EXTRAIT CHOISI:
=======
I. Le cadre strict du déclenchement des sanctions pour retard de paiement
La Cour de justice rappelle que les délais de paiement applicables aux pouvoirs publics sont strictement encadrés par la directive, consacrant un délai de principe relativement court (A) et limitant drastiquement les possibilités de dérogation (B).
A. La primauté du délai de paiement de trente jours
L’analyse de la Cour confirme que le régime institué par la directive 2011/7 repose sur un principe de célérité destiné à protéger la trésorerie des entreprises. Le délai de paiement de principe, applicable aux transactions commerciales avec un pouvoir public, est fixé à trente jours civils. Ce délai court à compter de divers événements, notamment la réception de la facture ou la fin d’une procédure de vérification de la conformité des biens ou services. La Cour souligne ainsi la règle édictée à l’article 4, paragraphe 3, de la directive, qui établit cette durée comme la norme impérative. Cette règle vise, comme le rappelle la jurisprudence antérieure et les considérants de la directive, à corriger un déséquilibre économique fondamental. Les pouvoirs publics, bénéficiant de flux financiers plus stables et de conditions d’emprunt plus favorables, ne sauraient imposer des contraintes de liquidité excessives à leurs cocontractants privés. En systématisant un délai bref, le législateur européen a entendu faire des paiements publics un facteur de stabilité et non de précarité pour les entreprises.
Si ce principe est clairement établi, la Cour en précise également le caractère impératif en encadrant strictement les possibilités de dérogation.
=======
EXERCICES À RÉSOUDRE:
1) Recopiez le passage sur les délais de paiement entre « I. Le cadre » et « de dérogation (B). », ces deux bornes comprises.
2) Restituez chacune des lignes ci-dessous qui contient le mot « jeans ».
=======
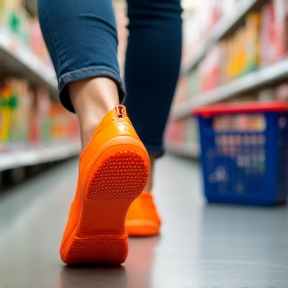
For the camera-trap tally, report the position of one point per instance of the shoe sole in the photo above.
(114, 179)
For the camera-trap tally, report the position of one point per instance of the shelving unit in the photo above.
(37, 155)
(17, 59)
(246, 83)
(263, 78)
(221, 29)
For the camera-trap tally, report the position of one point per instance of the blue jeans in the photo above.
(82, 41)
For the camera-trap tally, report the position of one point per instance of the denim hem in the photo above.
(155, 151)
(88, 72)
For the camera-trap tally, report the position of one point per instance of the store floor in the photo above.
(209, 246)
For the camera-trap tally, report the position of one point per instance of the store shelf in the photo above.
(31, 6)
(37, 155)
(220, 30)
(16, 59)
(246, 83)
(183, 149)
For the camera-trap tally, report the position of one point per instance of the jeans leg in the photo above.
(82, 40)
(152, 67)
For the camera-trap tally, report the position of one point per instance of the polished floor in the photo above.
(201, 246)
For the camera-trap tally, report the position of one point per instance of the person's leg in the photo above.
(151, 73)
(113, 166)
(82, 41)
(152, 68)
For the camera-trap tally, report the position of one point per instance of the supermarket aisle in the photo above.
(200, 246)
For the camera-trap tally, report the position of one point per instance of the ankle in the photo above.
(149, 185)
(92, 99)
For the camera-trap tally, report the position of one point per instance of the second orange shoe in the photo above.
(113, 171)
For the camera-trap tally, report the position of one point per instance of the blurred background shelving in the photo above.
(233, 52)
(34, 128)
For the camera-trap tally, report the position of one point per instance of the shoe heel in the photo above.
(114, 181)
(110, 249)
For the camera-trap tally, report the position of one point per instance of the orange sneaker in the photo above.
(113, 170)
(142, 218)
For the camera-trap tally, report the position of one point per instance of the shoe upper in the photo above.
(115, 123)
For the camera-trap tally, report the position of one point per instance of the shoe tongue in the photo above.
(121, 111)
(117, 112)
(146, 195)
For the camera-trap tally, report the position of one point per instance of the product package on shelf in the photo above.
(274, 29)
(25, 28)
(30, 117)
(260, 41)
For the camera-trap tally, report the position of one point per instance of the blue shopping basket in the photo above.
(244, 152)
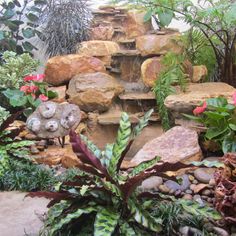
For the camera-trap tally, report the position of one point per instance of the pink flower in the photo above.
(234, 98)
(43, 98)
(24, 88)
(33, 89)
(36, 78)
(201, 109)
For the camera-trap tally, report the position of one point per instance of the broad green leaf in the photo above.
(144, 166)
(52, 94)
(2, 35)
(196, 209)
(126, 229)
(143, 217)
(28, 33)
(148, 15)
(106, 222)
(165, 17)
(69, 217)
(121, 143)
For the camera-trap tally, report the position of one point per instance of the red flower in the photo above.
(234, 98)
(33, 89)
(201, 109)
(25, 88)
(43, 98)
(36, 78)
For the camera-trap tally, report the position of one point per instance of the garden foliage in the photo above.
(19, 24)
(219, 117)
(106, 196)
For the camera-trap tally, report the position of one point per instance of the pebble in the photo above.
=======
RÉSULTATS OBTENUS:
1)
I. Le cadre strict du déclenchement des sanctions pour retard de paiement
La Cour de justice rappelle que les délais de paiement applicables aux pouvoirs publics sont strictement encadrés par la directive, consacrant un délai de principe relativement court (A) et limitant drastiquement les possibilités de dérogation (B).

2)
For the camera-trap tally, report the position of one point per instance of the blue jeans in the photo above.
For the camera-trap tally, report the position of one point per instance of the jeans leg in the photo above.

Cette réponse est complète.